— What you need to do —
Please tally how many lines in the entries below include the word "Target", giving only the number.

——

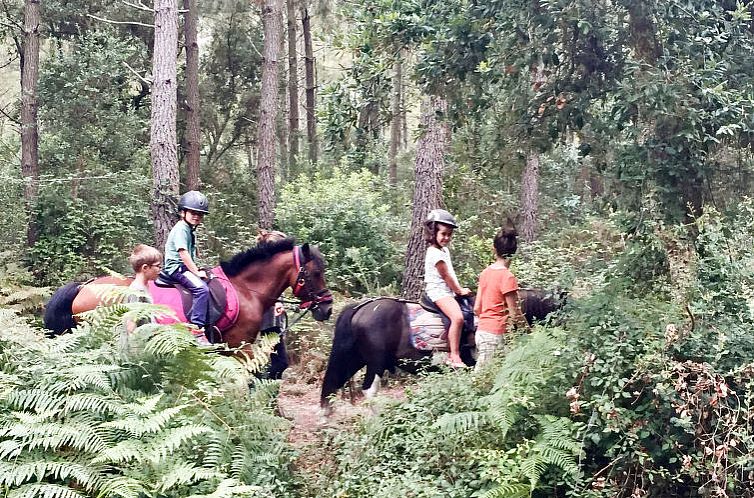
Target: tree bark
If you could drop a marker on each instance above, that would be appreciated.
(530, 197)
(293, 118)
(311, 124)
(430, 162)
(162, 142)
(29, 106)
(193, 135)
(267, 114)
(395, 124)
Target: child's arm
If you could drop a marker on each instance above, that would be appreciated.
(514, 310)
(189, 263)
(442, 269)
(478, 301)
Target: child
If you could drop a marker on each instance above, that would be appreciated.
(146, 262)
(440, 282)
(496, 302)
(180, 256)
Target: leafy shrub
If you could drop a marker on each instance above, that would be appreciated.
(348, 217)
(84, 415)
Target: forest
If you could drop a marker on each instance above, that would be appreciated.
(616, 135)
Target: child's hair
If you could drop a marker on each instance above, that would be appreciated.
(505, 241)
(270, 236)
(430, 232)
(144, 255)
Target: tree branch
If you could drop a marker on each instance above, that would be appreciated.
(139, 6)
(135, 23)
(142, 78)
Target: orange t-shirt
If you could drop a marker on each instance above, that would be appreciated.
(494, 283)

——

— Exercise solution —
8